>> start DOCUMENT EXTRACT

[Beowulf] Teaching Scientific Computation (looking for the perfect text)

Nathan Moore ntmoore at gmail.com
Tue Nov 20 13:33:43 EST 2007


I regularly teach a college course in a physics department that deals with
scientific computation.  After students take the course, I expect that
they'll be able to write simple "c-tran" style programs for data analysis,
write basic MD or MC simulations, and be fairly fluent in Mathematica.

In the past, I figured that with the breadth of topics included in the
course, Fortran, specifically the basic, simple, and reliable F77 dialect
(w/ some F90 conveniences) was the language to teach.  In my own head, my
rationale was:
- Most students can grasp the basics of fortran in half a day's reading, so
I can spend more class time on science and math (probably because there are
no pointers - I think that C is much harder for students and sometimes
"seems" less like mathematical syntax than f77)

>> end DOCUMENT EXTRACT

- [REQUIRED TASKS]:
A: In the post about teaching scientific computation, which language did the writer previously consider the right one to teach?
B: Resume the post about teaching scientific computation, starting right after its last sentence.

>> start SOURCE MATERIAL

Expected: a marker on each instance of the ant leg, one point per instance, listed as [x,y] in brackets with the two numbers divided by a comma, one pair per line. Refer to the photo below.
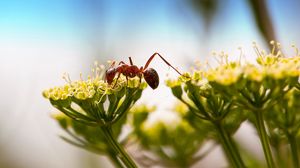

>> end SOURCE MATERIAL

- [RESPONSES FOR EACH TASK]:
A: Fortran, specifically the F77 dialect with some F90 conveniences.

B:
- "Classical Fortran" is a great text and is readable for self-study (I know
of no such text for C/C++)
- several free compilers exist (g95 seems ok so far)
- Netlib, lapack, and numerical recipes cover the math library adequately
- F77 is compiled (Perl/python are too slow for an MD/MC sim and I figure
that students should know at least on compiled language and one scripting
language to be competent)
- MPI is a relatively basic addition to the language (again, no pointers,
allocation, or addressing)

After reflection though, I've started to wonder about the wisdom of my
choice.  Specifically (like RGB), I love the GSL library, and extending GSL
to fortran in an intro class is non-trivial.  Additionally, most vendors
supply "fast" hardware libraries in C (I may be ignorant, but if a student
wants to call an AMD ACML fast-math function(
http://developer.amd.com/acml.jsp), or write a linear algebra function to
run on a graphics card(http://developer.nvidia.com/object/cuda.html), the
vendors seem to assume that you'll write the code in C).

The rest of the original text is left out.